Source passage:
.....
Could you be at risk?
You know you have to be smart about sex if you want to minimise your odds of contracting herpes or chlamydia. But a new study published in the International Journal of Epidemiology sheds light on another that sexually transmitted disease most people don’t even know about!
It’s called Mycoplasma genitalium, a.k.a. MG, a bacteria that can live in the urinary and genital tracts (the majority of women who have it experience bleeding after sex, but it’s also possible to deal with unusual vaginal discharge, lower pelvic pain, pain during sex, and bleeding between periods).
Researchers at University College London decided to examine MG because they haven’t discovered much about it since it was first isolated by scientists in the 1980s (and it definitely wasn’t clear that it was an STD at that point). They now believe that it’s transmitted via unprotected sex.
For the study, researchers analysed data from Britain’s third National Survey of Sexual Attitudes and Lifestyles, which was a survey of more than 15 000 women and men ages 16 to 44. Participants in that survey answered questions about their sexual habits, history of STDs, and current STD symptoms.
Of those that participated, researchers then took urine samples of 4507 women and men ages 18 to 44 who reported having at least one sexual partner. Forty-eight of the women and 24 of the men tested positive for MG. They found that, for both genders, there was a strong association between MG and the number of sexual partners and unsafe sex someone had had in the last year. (Those who had four or more sexual partners were at an increased risk.)
The Scary Part:
56 percent of the women who tested positive for MG reported having no STD symptoms (like vaginal discharge and pain during sex). However, they were more likely to experience bleeding after sex. (Fun!)
The researchers also took urine samples from 205 16- and 17-year-olds who reported never having had vaginal, anal, or oral sex, and the results all came back negative for MG. Those who reported only having had oral sex also tested negative for MG. That’s why they now believe MG is transmitted sexually.
There are potential biases in sexual behaviour research, which can influence the outcomes of studies like this, note the researchers. They also point out that MG is less likely to be detected in urine samples than from a vaginal swab, so there could’ve actually been more women who have it that just didn’t test positive using this study’s testing method.
So what can you to protect yourself? Obviously, condoms are your best line of defense against STDs. As for getting diagnosed with MG, the researchers say that there is evolving technology that allows people to be tested for chlamydia, gonorrhea, and MG at the same time – and they’re hoping this soon becomes the standard at your doc’s office.
.....
Stored data:
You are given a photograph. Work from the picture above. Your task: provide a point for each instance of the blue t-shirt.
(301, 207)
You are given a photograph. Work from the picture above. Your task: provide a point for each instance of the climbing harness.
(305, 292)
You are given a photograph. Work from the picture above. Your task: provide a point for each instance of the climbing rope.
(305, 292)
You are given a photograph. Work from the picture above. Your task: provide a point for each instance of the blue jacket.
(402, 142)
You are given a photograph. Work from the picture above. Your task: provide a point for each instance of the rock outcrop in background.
.....
Prompt 1: In the Mycoplasma genitalium article, how many of the men tested positive for MG?
Prompt 2: Rewrite the part of the Mycoplasma genitalium article between "So what can" and "your doc’s office.", inclusive, switching "condoms" to "barrier methods".

Your response 1: 24

Your response 2:
So what can you to protect yourself? Obviously, barrier methods are your best line of defense against STDs. As for getting diagnosed with MG, the researchers say that there is evolving technology that allows people to be tested for chlamydia, gonorrhea, and MG at the same time – and they’re hoping this soon becomes the standard at your doc’s office.